YOUR GOAL: Copy out, word for word, the part of the records below that starts with the line containing "of the hand" and ends with the line containing "[(390, 192)]", both of those lines included.
----- DATASET EXCERPTS -----
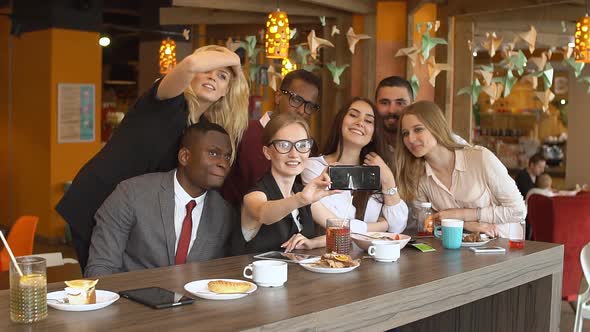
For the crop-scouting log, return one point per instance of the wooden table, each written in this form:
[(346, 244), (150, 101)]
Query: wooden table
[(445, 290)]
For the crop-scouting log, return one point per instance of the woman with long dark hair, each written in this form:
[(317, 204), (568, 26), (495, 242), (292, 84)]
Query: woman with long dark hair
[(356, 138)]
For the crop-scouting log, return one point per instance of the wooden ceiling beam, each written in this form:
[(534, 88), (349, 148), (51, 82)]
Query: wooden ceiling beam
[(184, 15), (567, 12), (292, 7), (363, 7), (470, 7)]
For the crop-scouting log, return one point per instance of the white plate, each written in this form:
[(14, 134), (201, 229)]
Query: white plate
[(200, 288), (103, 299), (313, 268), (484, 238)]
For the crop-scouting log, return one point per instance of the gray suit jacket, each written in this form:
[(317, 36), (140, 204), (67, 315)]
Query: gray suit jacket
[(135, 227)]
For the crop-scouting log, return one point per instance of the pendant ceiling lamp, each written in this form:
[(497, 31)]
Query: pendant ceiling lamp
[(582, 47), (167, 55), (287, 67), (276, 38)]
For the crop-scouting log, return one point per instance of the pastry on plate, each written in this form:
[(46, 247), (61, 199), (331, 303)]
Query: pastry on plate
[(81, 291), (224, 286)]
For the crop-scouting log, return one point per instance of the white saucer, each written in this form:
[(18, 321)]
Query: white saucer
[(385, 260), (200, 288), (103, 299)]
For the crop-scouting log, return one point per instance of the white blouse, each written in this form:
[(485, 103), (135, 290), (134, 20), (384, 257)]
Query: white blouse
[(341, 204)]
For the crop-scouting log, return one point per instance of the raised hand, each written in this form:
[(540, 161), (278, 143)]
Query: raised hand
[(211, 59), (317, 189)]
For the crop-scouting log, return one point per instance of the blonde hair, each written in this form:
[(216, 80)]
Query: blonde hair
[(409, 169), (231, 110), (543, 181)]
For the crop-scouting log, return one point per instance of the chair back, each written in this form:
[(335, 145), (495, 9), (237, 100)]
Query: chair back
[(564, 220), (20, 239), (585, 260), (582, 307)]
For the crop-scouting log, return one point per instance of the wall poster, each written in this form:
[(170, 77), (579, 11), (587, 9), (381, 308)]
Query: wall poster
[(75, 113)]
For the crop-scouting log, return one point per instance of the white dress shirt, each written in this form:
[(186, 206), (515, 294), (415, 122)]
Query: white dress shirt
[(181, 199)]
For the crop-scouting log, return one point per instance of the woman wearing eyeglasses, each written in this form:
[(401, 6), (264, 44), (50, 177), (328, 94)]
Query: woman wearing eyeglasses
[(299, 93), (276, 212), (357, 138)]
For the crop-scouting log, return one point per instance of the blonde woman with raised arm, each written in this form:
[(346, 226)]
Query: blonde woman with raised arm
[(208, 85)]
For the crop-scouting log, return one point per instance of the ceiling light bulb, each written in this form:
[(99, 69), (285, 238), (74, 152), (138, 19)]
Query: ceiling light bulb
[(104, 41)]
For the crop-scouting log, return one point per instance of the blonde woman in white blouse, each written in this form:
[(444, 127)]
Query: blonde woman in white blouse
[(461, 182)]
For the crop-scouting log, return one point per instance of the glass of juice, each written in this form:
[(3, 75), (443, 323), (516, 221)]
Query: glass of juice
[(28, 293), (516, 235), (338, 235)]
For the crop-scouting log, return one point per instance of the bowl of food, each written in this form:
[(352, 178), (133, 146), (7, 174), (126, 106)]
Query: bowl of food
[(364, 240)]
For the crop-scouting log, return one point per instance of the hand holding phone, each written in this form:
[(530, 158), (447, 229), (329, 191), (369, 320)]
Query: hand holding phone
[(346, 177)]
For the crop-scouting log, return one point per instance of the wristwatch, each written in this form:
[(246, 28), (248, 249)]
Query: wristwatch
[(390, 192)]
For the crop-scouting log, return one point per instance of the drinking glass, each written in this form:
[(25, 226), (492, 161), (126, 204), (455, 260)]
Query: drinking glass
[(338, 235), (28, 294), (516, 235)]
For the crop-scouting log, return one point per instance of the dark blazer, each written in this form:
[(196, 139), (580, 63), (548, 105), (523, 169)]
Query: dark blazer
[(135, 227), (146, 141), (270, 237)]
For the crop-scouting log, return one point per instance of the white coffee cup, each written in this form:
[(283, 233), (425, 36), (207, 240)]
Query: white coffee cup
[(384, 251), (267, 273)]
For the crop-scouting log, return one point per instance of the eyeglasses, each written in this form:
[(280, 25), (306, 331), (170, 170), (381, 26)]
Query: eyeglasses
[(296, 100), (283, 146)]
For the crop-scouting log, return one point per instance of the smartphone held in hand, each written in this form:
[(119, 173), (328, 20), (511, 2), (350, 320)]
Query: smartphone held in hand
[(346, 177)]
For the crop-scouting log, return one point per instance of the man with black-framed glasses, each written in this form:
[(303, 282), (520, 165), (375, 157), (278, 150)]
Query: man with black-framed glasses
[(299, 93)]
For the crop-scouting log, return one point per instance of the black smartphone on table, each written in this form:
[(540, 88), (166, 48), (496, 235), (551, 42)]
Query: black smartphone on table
-----
FINISHED ANSWER:
For the crop-scouting log, return one point per instance of the hand holding phone, each written in this form:
[(530, 158), (447, 229), (329, 191), (369, 320)]
Query: hand holding phone
[(346, 177)]
For the crop-scouting log, return one point per instance of the wristwatch, each written in this form:
[(246, 28), (248, 249)]
Query: wristwatch
[(390, 192)]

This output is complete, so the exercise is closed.